> _PAGE EXCERPT_

+ + + +

# Where to fish in Matagorda Bay?



## dgposton (Mar 6, 2009)

As far as bank or pier fishing goes, does anyone know the best place to fish in the Matagorda Bay area?

I live in Houston, but I haven't had any luck finding any good spots in the Galveston Bay area since Hurricane Ike, and I'd like to check out Matagorda. I'd tried 18th St Pier this past weekend with no luck whatsoever.

thanks

David


----------



## Gilbert (May 25, 2004)

not being a jerk but you are better off trying to find a spot in galvetraz instead of matagorda bay if you are wanting to bank/pier fish.


----------



## Bayscout22 (Aug 9, 2007)

Gilbert said:


> not being a jerk but you are better off trying to find a spot in galvetraz instead of matagorda bay if you are wanting to bank/pier fish.


x2


----------



## plgorman (Jan 10, 2008)

Gilbert said:


> not being a jerk but you are better off trying to find a spot in galvetraz instead of matagorda bay if you are wanting to bank/pier fish.


x3


----------



## ChasingReds (Jul 31, 2009)

if you have 4 wheel drive you can get on the beach with a permit, sand is real soft so stay in the ruts. On the river there aren't many options but there are couple of small fishing docks that belong to the Nature Reserve near the inlet. They get crowed quick, so get there early. Pier is about 20% open, again fills up quick. There is an easy access area where the ICW meets the river near the east lock, a map will give you directions


----------



## Captain Dave (Jul 19, 2006)

Try seawolf park. The list goes on from there. Too many to list. Try a search and you will have more spots to feech , than time to feech them.


----------



## cwc (Aug 9, 2009)

Fishing behind the jetties has been producing redsand trout. The mouth of the river last week landed a 7' bullshark and a 6 1/2' sand shark. and a stingray that measured 6' 2''across. Tookan 1 1/2 hours to land.


----------



## jeff.w (Jan 22, 2006)

cwc said:


> The mouth of the river last week landed a 7' bullshark and a 6 1/2' sand shark. and a stingray that measured 6' 2''across. Tookan 1 1/2 hours to land.


Stingrays and sharks. I think I'll take off work early and get in while the action is hot down there.  :rotfl:


----------



## dgposton (Mar 6, 2009)

Gilbert said:


> not being a jerk but you are better off trying to find a spot in galvetraz instead of matagorda bay if you are wanting to bank/pier fish.


Why, what's wrong with Matagorda Bay? Are there no good piers there at all?


----------



## Capt. Dustin Lee (Jan 16, 2006)

dgposton said:


> Why, what's wrong with Matagorda Bay? Are there no good piers there at all?


What they are saying is, there is nothing wrong with the bay just very LIMITED areas to fish other than using a boat. No piers are on either East or West Bay. Only option you have is what was said in the above posts.

Capt. Dustin Lee
Fish'N Addiction Guide Service
www.TexasBigFish.com
www.MatagordaBayFishingGuide.com 
979-236-6203

Team Brown Lures, Fish -N- Hunt, Kubala Kustom Rods, Midcoastproducts., Wiley X and Stinky Pants Stringers.


----------



## dgposton (Mar 6, 2009)

+ + + +

Excerpts of location labeling data
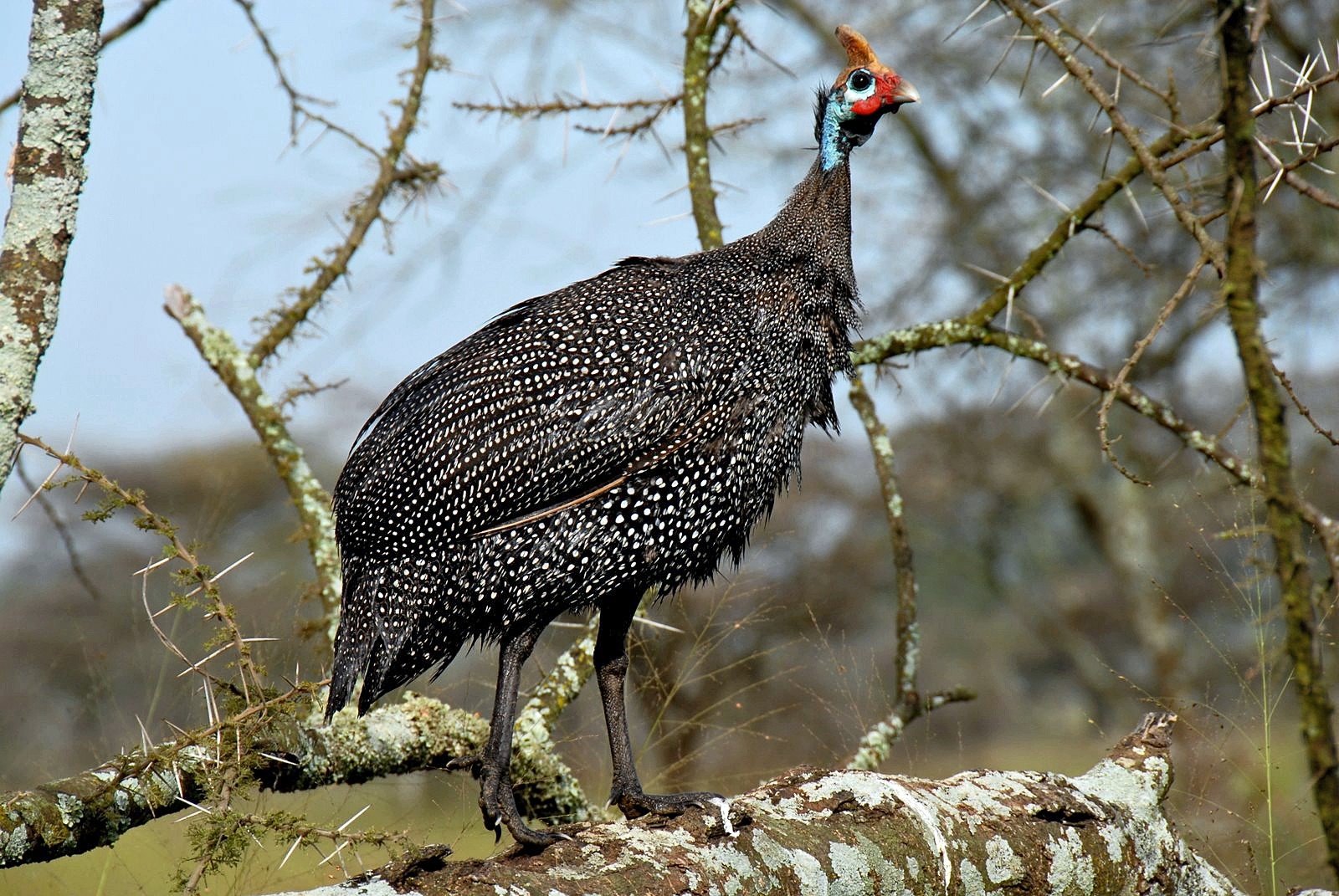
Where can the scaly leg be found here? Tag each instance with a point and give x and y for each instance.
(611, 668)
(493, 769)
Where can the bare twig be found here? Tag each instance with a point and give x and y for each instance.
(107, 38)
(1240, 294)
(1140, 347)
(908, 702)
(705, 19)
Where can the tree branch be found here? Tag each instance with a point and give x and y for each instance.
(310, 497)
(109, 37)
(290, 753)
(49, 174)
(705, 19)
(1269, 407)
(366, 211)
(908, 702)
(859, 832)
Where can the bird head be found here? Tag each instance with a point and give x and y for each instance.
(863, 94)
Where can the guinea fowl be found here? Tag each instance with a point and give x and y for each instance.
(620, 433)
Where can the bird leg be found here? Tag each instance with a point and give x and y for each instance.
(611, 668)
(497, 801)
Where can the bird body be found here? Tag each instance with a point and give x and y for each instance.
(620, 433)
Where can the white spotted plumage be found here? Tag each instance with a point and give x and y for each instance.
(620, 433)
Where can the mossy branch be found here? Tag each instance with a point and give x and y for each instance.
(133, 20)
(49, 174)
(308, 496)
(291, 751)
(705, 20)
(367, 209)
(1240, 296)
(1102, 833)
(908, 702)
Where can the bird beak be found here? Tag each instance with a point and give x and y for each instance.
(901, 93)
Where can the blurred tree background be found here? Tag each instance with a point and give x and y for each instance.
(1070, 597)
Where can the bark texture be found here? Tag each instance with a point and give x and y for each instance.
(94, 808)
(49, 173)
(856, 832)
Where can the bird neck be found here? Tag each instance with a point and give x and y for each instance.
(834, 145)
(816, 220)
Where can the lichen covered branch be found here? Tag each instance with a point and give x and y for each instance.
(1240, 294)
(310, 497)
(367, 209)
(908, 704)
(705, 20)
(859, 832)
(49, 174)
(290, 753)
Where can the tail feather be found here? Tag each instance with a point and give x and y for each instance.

+ + + +

Transcribe the part of the Matagorda Bay fishing thread that begins at the words "Fishing behind the" and stops after the words "(Jan 22, 2006)".

Fishing behind the jetties has been producing redsand trout. The mouth of the river last week landed a 7' bullshark and a 6 1/2' sand shark. and a stingray that measured 6' 2''across. Tookan 1 1/2 hours to land.


----------



## jeff.w (Jan 22, 2006)